=== PASSAGE FOR REVIEW ===

For a variety of reasons, including COVID protocols and reporters not being in the locker room this season, Antonio Brown hasn’t been available much to the media.
This is why there was a ton of attention on his roughly 30 minutes spent with the media Wednesday during Super Bowl week, as it was his first real extended availability since his eventful roughly 18 months that had him suspended for the first eight games of this season.
Brown’s suspension was for violations of the league's personal-conduct policy that stemmed from his no contest plea to burglary and battery charges from a January of 2020 incident in Florida, as well as accusations he sent intimidating texts to a woman who accused the wide receiver of making past unwanted advances toward her.
There were also several others who accused Brown of sexual harassment.
Speaking Wednesday, Brown’s tone was that he views himself as a victim of people doubting him and someone who has overcome adversity. Not once did he take responsibility for anything that’s happened over the last year-plus.
“It’s been a long journey, man, over the course of a year and a half — scrutiny, adversity, you name it, I have been through it,” he said. “But, it didn’t stop me. It didn’t make me want to give up. I just got persistent and got a plan, wrote out my goals, set my intention on what I want in my life and took a step back and got refocused, put out a plan and prayed on it and went out and did it.”

=== INFORMATION SHOWN ===

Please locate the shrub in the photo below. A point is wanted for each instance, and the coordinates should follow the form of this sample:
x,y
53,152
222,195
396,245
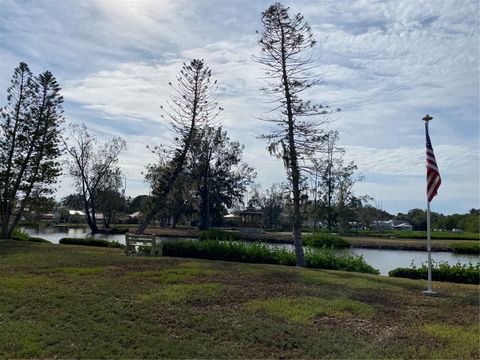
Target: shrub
x,y
37,239
321,239
91,242
118,231
216,234
467,274
261,253
466,248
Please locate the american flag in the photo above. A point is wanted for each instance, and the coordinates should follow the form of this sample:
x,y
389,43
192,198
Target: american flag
x,y
433,175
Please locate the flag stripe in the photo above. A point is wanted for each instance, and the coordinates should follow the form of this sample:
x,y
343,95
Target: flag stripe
x,y
433,174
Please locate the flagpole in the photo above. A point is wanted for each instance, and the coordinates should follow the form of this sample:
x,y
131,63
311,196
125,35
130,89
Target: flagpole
x,y
429,250
429,290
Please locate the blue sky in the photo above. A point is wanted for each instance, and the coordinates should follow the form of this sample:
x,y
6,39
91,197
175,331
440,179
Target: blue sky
x,y
385,63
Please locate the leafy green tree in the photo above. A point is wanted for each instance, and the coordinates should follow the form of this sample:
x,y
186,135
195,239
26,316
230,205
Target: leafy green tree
x,y
297,136
73,201
272,203
29,143
220,175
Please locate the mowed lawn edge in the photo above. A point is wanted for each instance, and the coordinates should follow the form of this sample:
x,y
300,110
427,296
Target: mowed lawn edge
x,y
73,301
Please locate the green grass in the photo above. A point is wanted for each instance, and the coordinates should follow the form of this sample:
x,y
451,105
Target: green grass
x,y
87,302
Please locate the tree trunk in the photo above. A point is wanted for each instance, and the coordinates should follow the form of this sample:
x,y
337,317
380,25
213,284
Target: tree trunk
x,y
295,171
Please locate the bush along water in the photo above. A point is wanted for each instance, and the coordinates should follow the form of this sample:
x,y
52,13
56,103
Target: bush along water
x,y
91,242
21,235
321,239
466,248
261,253
442,271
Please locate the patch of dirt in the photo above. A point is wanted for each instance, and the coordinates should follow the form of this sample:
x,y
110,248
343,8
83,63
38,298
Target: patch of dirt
x,y
367,328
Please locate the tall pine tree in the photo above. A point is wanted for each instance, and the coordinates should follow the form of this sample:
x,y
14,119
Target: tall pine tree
x,y
29,143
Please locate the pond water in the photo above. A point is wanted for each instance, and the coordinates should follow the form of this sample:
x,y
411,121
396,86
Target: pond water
x,y
383,260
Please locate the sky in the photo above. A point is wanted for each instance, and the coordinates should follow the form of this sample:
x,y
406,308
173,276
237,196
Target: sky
x,y
384,63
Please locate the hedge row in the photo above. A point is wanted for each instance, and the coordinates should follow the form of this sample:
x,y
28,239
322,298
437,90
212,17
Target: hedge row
x,y
466,248
322,239
467,274
91,242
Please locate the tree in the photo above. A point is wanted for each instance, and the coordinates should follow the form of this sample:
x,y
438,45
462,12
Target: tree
x,y
73,202
284,44
29,143
220,175
192,107
94,169
110,201
272,203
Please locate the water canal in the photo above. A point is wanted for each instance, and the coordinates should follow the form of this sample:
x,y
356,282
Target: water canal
x,y
383,260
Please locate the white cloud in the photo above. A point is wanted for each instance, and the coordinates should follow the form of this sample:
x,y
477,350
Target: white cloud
x,y
385,64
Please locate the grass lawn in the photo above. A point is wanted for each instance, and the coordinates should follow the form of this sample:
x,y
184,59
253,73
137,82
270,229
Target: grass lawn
x,y
84,302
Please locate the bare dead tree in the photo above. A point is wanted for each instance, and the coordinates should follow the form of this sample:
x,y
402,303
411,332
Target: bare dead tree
x,y
192,106
30,127
285,45
94,168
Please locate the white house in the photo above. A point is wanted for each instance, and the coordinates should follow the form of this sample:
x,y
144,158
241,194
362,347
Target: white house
x,y
391,225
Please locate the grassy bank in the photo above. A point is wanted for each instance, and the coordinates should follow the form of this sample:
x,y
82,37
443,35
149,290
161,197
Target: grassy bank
x,y
85,302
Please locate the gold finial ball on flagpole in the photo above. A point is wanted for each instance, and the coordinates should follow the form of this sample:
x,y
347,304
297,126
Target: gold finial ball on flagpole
x,y
427,118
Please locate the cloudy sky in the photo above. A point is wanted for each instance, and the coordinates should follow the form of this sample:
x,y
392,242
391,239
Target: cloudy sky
x,y
384,63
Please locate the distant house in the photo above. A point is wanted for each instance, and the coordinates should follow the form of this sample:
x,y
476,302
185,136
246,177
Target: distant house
x,y
391,225
251,220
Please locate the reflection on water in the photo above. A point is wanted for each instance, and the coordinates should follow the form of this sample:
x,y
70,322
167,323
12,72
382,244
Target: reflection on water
x,y
55,233
383,260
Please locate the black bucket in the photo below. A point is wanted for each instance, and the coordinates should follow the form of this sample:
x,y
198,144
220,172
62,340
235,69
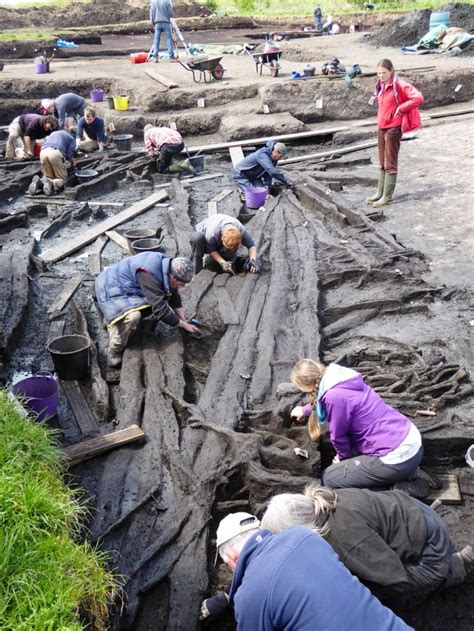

===

PROBLEM REQUIREMENTS:
Extract the part of the Antonio Brown article that begins at the words "This is why" and stops after "the last year-plus.", copying it word for word.

OUTPUT FOR THIS EXERCISE:
This is why there was a ton of attention on his roughly 30 minutes spent with the media Wednesday during Super Bowl week, as it was his first real extended availability since his eventful roughly 18 months that had him suspended for the first eight games of this season.
Brown’s suspension was for violations of the league's personal-conduct policy that stemmed from his no contest plea to burglary and battery charges from a January of 2020 incident in Florida, as well as accusations he sent intimidating texts to a woman who accused the wide receiver of making past unwanted advances toward her.
There were also several others who accused Brown of sexual harassment.
Speaking Wednesday, Brown’s tone was that he views himself as a victim of people doubting him and someone who has overcome adversity. Not once did he take responsibility for anything that’s happened over the last year-plus.